Work instructions: Reproduce every record below exactly as it appears.

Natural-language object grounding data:
== Segment start ==

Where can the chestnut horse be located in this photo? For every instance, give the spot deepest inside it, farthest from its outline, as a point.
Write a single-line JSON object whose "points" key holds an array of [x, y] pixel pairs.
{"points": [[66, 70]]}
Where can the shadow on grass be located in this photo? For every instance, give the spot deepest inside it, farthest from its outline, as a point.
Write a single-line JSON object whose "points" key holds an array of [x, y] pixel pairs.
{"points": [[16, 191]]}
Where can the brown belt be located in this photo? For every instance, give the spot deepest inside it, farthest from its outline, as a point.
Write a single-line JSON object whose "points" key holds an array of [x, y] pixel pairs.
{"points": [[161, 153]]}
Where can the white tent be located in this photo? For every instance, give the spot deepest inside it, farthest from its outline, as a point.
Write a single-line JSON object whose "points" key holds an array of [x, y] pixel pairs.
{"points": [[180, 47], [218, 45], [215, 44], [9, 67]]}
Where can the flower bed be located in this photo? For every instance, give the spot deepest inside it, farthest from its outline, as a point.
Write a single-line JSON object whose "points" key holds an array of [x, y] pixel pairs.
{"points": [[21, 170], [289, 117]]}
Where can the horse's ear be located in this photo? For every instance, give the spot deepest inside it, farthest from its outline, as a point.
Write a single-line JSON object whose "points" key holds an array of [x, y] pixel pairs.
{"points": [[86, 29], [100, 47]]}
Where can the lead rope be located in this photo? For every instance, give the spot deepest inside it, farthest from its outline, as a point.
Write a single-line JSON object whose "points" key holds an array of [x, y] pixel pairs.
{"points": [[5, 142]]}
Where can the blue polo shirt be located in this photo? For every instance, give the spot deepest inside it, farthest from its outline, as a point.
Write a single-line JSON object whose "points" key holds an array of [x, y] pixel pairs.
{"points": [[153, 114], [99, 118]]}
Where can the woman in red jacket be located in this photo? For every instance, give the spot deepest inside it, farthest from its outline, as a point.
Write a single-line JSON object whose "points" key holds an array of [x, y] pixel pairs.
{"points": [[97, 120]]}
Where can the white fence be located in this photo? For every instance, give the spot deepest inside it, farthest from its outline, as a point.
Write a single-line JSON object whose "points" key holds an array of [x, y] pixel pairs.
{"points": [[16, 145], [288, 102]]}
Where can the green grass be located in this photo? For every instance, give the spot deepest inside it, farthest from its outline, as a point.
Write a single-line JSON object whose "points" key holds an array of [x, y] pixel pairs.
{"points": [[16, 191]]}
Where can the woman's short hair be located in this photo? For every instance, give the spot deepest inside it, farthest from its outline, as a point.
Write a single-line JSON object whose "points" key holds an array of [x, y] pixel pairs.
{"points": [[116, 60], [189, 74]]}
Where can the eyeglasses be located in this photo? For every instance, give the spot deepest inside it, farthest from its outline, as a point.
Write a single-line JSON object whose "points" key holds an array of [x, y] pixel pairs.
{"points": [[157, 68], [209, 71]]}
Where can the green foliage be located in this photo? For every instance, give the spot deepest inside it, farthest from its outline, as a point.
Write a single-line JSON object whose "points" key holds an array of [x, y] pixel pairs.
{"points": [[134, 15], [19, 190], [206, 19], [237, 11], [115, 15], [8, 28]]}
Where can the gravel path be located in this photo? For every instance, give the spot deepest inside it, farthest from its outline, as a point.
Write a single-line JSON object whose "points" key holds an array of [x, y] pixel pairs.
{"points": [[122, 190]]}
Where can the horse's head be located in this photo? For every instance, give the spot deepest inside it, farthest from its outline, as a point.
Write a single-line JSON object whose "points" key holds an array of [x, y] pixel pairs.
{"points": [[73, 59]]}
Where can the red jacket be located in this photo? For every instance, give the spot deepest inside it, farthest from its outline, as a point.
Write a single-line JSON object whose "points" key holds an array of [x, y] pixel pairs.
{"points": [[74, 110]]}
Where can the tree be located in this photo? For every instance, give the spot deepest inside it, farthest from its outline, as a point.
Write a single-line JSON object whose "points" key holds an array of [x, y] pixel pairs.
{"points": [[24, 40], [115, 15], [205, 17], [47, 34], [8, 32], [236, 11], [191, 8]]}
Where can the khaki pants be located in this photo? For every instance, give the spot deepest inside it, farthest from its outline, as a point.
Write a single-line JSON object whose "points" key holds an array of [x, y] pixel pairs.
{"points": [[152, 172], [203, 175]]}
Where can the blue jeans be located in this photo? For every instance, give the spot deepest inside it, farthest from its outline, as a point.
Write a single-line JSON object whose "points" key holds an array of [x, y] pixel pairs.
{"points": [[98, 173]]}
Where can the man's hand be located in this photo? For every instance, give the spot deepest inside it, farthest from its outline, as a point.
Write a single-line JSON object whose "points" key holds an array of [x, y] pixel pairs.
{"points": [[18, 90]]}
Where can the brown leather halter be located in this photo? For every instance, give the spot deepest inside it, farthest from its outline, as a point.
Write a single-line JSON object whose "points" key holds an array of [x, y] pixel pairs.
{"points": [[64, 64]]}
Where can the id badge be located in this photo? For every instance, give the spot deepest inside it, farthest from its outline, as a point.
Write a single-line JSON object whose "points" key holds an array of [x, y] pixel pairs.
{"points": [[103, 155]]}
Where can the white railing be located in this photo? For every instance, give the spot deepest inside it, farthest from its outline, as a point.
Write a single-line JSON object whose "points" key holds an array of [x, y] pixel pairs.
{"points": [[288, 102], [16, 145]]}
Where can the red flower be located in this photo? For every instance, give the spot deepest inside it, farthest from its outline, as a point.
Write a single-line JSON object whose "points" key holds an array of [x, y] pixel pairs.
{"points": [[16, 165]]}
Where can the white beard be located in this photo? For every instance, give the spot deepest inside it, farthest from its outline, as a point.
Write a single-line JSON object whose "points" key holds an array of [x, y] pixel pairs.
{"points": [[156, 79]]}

== Segment end ==

Result for this task:
Where can the chestnut horse be located in this photo? For every instance, give the spot deepest inside it, farthest from its outline, as a point.
Write a single-line JSON object whose "points" key holds an array of [x, y] pixel pairs.
{"points": [[66, 70]]}
Where can the shadow on grass be located in this photo? For every instance, give the spot deepest inside it, farthest from its outline, as a point.
Write a single-line JSON object whose "points" key holds an array of [x, y] pixel pairs.
{"points": [[16, 191]]}
Where can the brown belt be located in this photo? For every instance, give the spot deepest inside it, farthest from its outline, as a point.
Write a single-line JSON object whose "points" key holds an array of [x, y] pixel pairs.
{"points": [[161, 153]]}
Where can the white tent be located in this photo? For every instance, give the spot deepest inside it, farthest from its outline, as a point.
Write a single-line JSON object whose "points" key holds an array of [x, y] pixel pairs.
{"points": [[180, 47], [218, 45], [215, 44], [9, 67]]}
Where can the flower bed be located in this photo? For every instance, give the spot deepest inside it, farthest from its outline, as a point.
Write a single-line JSON object whose "points" key holds an array of [x, y] pixel pairs.
{"points": [[21, 170], [289, 117]]}
Where can the horse's ear be located in this photo? For every instance, give the spot deepest inside it, farthest from its outline, as a point.
Write a single-line JSON object whose "points" key holds an array of [x, y] pixel pairs.
{"points": [[86, 29], [100, 47]]}
Where can the lead rope be located in this photo? For every instance, give the spot deepest inside it, farthest from its outline, as a point.
Write a single-line JSON object whose "points" key holds an array of [x, y] pixel pairs.
{"points": [[5, 142]]}
Where can the blue polo shirt be located in this photo? For every instance, give the spot deepest inside it, farthest from its outline, as a point.
Write a single-line JSON object whose "points" key holds an array of [x, y] pixel pairs.
{"points": [[153, 114], [99, 118]]}
Where can the woman in red jacket be located in this photo? For every instance, give the spot deepest inside it, farthest from its outline, as a point.
Write a single-line JSON object whose "points" key holds an array of [x, y] pixel pairs.
{"points": [[97, 120]]}
Where can the white fence be located in this photo? For every instance, give the spot deepest inside it, farthest from its outline, as a point.
Write a single-line JSON object whose "points" key holds an array of [x, y] pixel pairs.
{"points": [[16, 145], [288, 102]]}
Where can the green grass be located in this photo? For every instance, give the spot deepest inside it, farthest from its outline, as a point.
Write a single-line JSON object whose "points" key holds an array of [x, y] pixel pairs.
{"points": [[16, 191]]}
Where can the woman's short hair be located in this photo? For every instance, give the spot deepest inside it, farthest from its outline, as a point.
Write a single-line JSON object whose "points" key holds an array of [x, y] pixel pairs.
{"points": [[116, 60], [189, 74]]}
Where can the eyeglasses be located in this photo? For every instance, give the spot deepest inside it, farthest from its outline, as a point.
Write a single-line JSON object whose "points" key holds an array of [x, y] pixel pairs.
{"points": [[157, 68], [209, 71]]}
Where can the green foliage be located in this photo? For every instance, give the spot deepest inside it, farthest from its outline, as a point.
Write a single-line JSON object whose "points" key holds an array of [x, y] pixel pairs.
{"points": [[134, 15], [19, 190], [206, 19], [237, 11], [115, 15], [8, 28]]}
Where can the gravel path be located in this photo? For every instance, give the spot deepest inside it, farthest from its outline, as a point.
Write a single-line JSON object whose "points" key holds an array of [x, y] pixel pairs.
{"points": [[122, 190]]}
Where can the horse's head be located in this photo? For every instance, give the spot deepest inside it, farthest from its outline, as a point.
Write a single-line JSON object whose "points" key holds an array of [x, y] pixel pairs.
{"points": [[73, 59]]}
Where can the red jacket be located in this photo? For every instance, give the spot deepest inside it, farthest from its outline, as a point.
Write a single-line JSON object whose "points" key holds an array of [x, y] pixel pairs.
{"points": [[74, 110]]}
Where can the tree be located in this photo? For every instance, give the spot deepest inside it, farthest from its outline, as a point.
Write a single-line JSON object whose "points" key holds an array of [x, y] pixel pairs.
{"points": [[24, 40], [115, 15], [205, 17], [47, 34], [8, 32], [236, 11], [191, 8]]}
Where can the khaki pants be located in this photo? For every instance, give the spot deepest inside it, farthest from its outline, as a point.
Write a single-line JSON object whose "points" key holds an array of [x, y] pixel pairs.
{"points": [[152, 172], [203, 175]]}
Where can the blue jeans be located in this photo? For every instance, give the spot deepest inside it, farthest from its outline, as a point.
Write a single-line JSON object whose "points" key holds an array of [x, y] pixel pairs.
{"points": [[98, 173]]}
Where can the man's hand be located in this photo? For every instance, give the spot deepest inside it, farthest from its outline, as a point.
Write a single-line JSON object whose "points" key holds an array of [x, y] pixel pairs.
{"points": [[18, 90]]}
Where can the brown leather halter be located in this photo? For every instance, give the spot deepest inside it, farthest from its outline, as a point.
Write a single-line JSON object whose "points" key holds an array of [x, y] pixel pairs.
{"points": [[64, 64]]}
Where can the id badge be located in this photo? For every instance, give the spot deepest inside it, farthest from its outline, as a point.
Write a single-line JSON object whose "points" key holds an array of [x, y] pixel pairs.
{"points": [[103, 155]]}
Where can the white railing be located in this photo? For every instance, give the spot deepest inside it, farthest from its outline, as a point.
Write a single-line JSON object whose "points" key holds an array of [x, y] pixel pairs.
{"points": [[288, 102], [16, 145]]}
Where can the red flower be located in this photo? For every instance, give the spot deepest inside it, farthest from its outline, as a point.
Write a single-line JSON object whose "points" key holds an array of [x, y] pixel pairs.
{"points": [[16, 165]]}
Where can the white beard be located in this photo? For every instance, give the spot deepest inside it, farthest from its outline, as a point.
Write a single-line JSON object whose "points" key holds an array of [x, y] pixel pairs.
{"points": [[156, 79]]}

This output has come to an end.